Passage shown
#####

Section 1.                      This Note is exchangeable for an equal aggregate principal amount of Notes of different authorized denominations, as requested by the Holder surrendering the same.  No service charge will be made for such registration of transfer or exchange.

Section 2.                        This Note has been issued subject to certain investment representations of the original Holder set forth in the Purchase Agreement and may be transferred or exchanged only in compliance with the Purchase Agreement and applicable federal and state securities laws and regulations.  Prior to due presentment to Maker for transfer of this Note, Maker and any agent of Maker may treat the Person in whose name this Note is duly registered on the Note register as the owner hereof for the purpose of receiving payment as herein provided and for all other purposes, whether or not this Note is overdue, and neither Maker nor any such agent shall be affected by notice to the contrary.

Section 3.                      Events of Default.

#####

Given problem
Answer these about the passage above:
(a) What service charge does Section 1 say will be made for registration of transfer or exchange?
(b) Before the Note is duly presented for transfer, whom may Maker treat as its owner?
(c) What is the heading of Section 3?

#####

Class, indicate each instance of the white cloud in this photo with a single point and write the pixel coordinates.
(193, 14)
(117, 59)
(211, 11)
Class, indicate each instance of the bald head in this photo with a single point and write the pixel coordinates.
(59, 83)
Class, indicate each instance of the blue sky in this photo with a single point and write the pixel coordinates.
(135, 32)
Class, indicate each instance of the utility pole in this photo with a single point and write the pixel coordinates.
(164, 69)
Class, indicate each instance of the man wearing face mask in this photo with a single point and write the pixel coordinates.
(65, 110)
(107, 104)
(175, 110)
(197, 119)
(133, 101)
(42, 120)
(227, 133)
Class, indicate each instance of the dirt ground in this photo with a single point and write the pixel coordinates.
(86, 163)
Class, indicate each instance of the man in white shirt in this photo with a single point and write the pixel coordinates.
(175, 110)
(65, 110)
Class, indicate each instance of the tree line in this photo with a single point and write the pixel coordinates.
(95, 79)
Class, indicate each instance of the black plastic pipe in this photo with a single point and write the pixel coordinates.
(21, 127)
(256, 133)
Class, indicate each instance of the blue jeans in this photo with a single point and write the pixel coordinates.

#####

Answer to the task
(a) None. No service charge will be made.
(b) The Person in whose name the Note is duly registered on the Note register.
(c) Events of Default.